Justice Gorsuch casts death-penalty vote on Supreme Court case

Dissenting liberals say they would have stayed executions

By Robert Barnes, The Washington Post
Published: April 21, 2017, 11:17pm

Supreme Court Justice Neil M. Gorsuch cast his first consequential vote Thursday night, siding with the court’s other four conservatives in denying a stay request from Arkansas death-row inmates facing execution.

Hours later, the state executed one of the men, the first lethal injection carried out there since 2005.

New justices have described being the final word on whether a death-row inmate is executed — often during a late-night, last-chance appeal to the Supreme Court — as a time when the responsibility of the role crystallizes. Indeed, one of the court’s most solid death-penalty supporters, Justice Samuel A. Alito Jr., was tasked on his first full day as a justice in 2006 with deciding whether to dissolve a stay that kept Missouri from going forward with an execution. The stay was upheld, and Alito was not listed among the dissenters.

Gorsuch’s reasoning for his vote is not known. Neither he nor the other justices who turned down the request explained the decision. But Gorsuch was sworn in on April 10, and he has had some time to study Arkansas’ well-publicized attempt to execute several inmates before a drug used in their planned lethal injections expires.

The court’s four liberals — Justices Ruth Bader Ginsburg, Stephen G. Breyer, Sonia Sotomayor and Elena Kagan — said they would have stayed the executions.

Breyer wrote that the case supports his call, which Ginsburg has joined, for a review of whether the death penalty can be constitutionally applied.

“Why these eight? Why now? The apparent reason has nothing to do with the heinousness of their crimes or with the presence (or absence) of mitigating behavior,” Breyer wrote. Instead, Breyer wrote, “apparently the reason the state decided to proceed with these eight executions is that the ‘use by’ date of the state’s execution drug is about to expire. In my view, that factor, when considered as a determining factor separating those who live from those who die, is close to random.”

As expected, Gorsuch’s decisions have been closely scrutinized. A new justice’s role on the court is only broadly sketched during confirmation hearings, and each decision begins to fill in the outlines of a lifetime appointment.

=-=-=

Set task
Please return the article on Justice Gorsuch's death-penalty vote word for word, in full.

(Position annotation records)
=-=-=

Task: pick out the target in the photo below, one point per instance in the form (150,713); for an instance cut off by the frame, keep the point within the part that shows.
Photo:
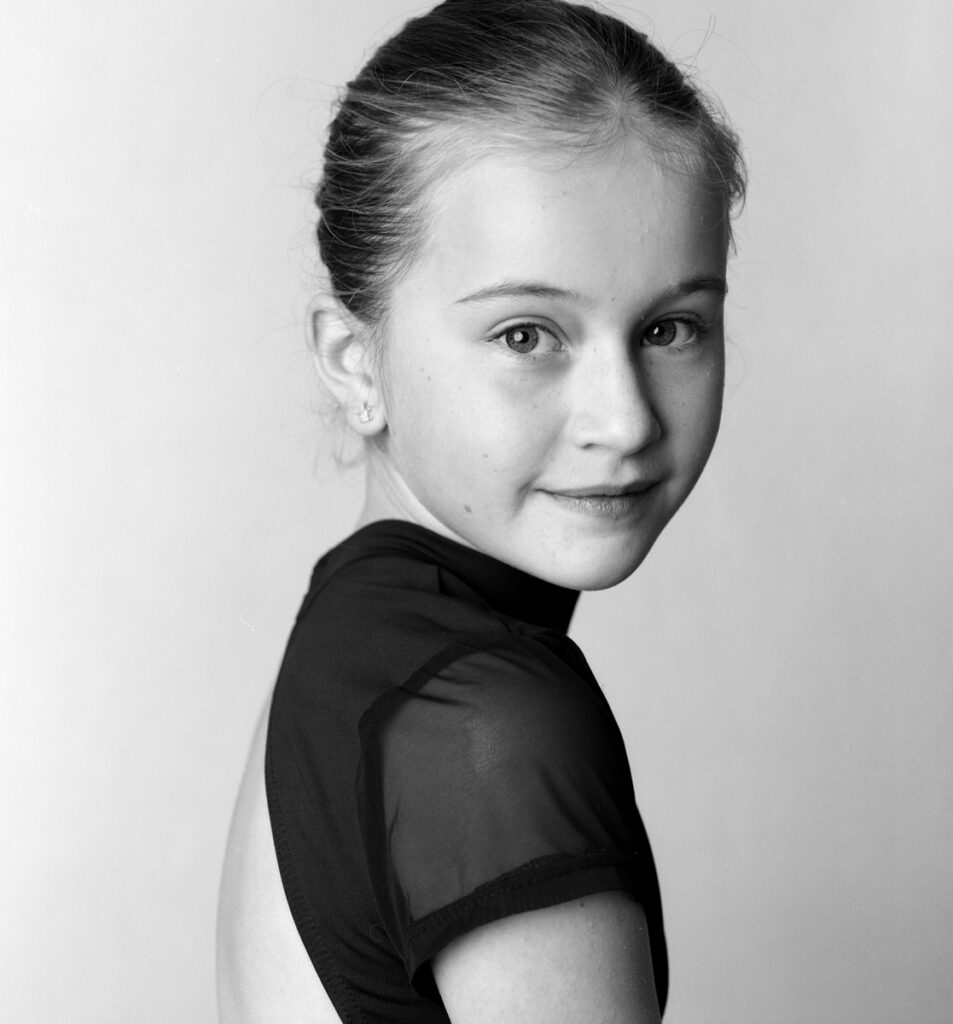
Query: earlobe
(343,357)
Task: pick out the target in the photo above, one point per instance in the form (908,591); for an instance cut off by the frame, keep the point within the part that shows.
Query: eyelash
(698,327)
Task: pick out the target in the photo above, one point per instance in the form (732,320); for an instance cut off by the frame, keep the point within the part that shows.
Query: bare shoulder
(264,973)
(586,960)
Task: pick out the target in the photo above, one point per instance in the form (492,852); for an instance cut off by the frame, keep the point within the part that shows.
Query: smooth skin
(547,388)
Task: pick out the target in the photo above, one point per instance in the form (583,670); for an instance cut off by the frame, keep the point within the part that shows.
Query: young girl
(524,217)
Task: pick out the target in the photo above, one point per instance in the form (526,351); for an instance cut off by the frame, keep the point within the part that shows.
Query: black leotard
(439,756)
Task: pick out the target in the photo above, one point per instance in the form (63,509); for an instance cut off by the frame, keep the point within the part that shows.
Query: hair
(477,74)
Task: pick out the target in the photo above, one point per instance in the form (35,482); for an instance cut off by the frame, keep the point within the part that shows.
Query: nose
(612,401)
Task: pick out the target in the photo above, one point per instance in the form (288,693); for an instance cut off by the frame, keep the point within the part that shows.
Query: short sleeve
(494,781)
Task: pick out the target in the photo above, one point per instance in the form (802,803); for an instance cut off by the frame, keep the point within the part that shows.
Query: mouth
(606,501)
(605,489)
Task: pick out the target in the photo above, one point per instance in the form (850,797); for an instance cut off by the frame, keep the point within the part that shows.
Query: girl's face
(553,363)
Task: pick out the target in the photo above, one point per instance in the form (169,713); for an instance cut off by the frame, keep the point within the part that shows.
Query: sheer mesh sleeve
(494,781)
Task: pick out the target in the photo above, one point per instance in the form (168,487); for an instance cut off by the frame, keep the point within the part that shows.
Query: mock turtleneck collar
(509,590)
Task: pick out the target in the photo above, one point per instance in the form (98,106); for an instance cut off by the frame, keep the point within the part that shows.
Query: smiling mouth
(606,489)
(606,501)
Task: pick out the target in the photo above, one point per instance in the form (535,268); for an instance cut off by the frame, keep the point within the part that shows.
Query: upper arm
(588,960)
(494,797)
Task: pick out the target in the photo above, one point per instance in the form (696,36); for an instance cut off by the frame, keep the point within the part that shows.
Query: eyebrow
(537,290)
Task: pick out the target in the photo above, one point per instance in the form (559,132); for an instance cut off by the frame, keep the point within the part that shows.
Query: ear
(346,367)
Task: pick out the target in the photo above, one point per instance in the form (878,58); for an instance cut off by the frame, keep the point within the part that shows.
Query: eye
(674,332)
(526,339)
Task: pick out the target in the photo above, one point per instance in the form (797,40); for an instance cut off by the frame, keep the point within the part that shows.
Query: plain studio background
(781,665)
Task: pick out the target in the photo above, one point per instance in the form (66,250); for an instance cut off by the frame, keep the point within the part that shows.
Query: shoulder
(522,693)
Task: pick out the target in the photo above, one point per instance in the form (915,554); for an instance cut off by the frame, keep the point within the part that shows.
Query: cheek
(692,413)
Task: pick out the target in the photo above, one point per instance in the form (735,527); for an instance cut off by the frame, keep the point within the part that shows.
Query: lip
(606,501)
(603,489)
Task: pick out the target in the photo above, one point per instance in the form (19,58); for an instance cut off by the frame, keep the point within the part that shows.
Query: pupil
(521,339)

=-=-=

Expected answer
Justice Gorsuch casts death-penalty vote on Supreme Court case

Dissenting liberals say they would have stayed executions

By Robert Barnes, The Washington Post
Published: April 21, 2017, 11:17pm

Supreme Court Justice Neil M. Gorsuch cast his first consequential vote Thursday night, siding with the court’s other four conservatives in denying a stay request from Arkansas death-row inmates facing execution.

Hours later, the state executed one of the men, the first lethal injection carried out there since 2005.

New justices have described being the final word on whether a death-row inmate is executed — often during a late-night, last-chance appeal to the Supreme Court — as a time when the responsibility of the role crystallizes. Indeed, one of the court’s most solid death-penalty supporters, Justice Samuel A. Alito Jr., was tasked on his first full day as a justice in 2006 with deciding whether to dissolve a stay that kept Missouri from going forward with an execution. The stay was upheld, and Alito was not listed among the dissenters.

Gorsuch’s reasoning for his vote is not known. Neither he nor the other justices who turned down the request explained the decision. But Gorsuch was sworn in on April 10, and he has had some time to study Arkansas’ well-publicized attempt to execute several inmates before a drug used in their planned lethal injections expires.

The court’s four liberals — Justices Ruth Bader Ginsburg, Stephen G. Breyer, Sonia Sotomayor and Elena Kagan — said they would have stayed the executions.

Breyer wrote that the case supports his call, which Ginsburg has joined, for a review of whether the death penalty can be constitutionally applied.

“Why these eight? Why now? The apparent reason has nothing to do with the heinousness of their crimes or with the presence (or absence) of mitigating behavior,” Breyer wrote. Instead, Breyer wrote, “apparently the reason the state decided to proceed with these eight executions is that the ‘use by’ date of the state’s execution drug is about to expire. In my view, that factor, when considered as a determining factor separating those who live from those who die, is close to random.”

As expected, Gorsuch’s decisions have been closely scrutinized. A new justice’s role on the court is only broadly sketched during confirmation hearings, and each decision begins to fill in the outlines of a lifetime appointment.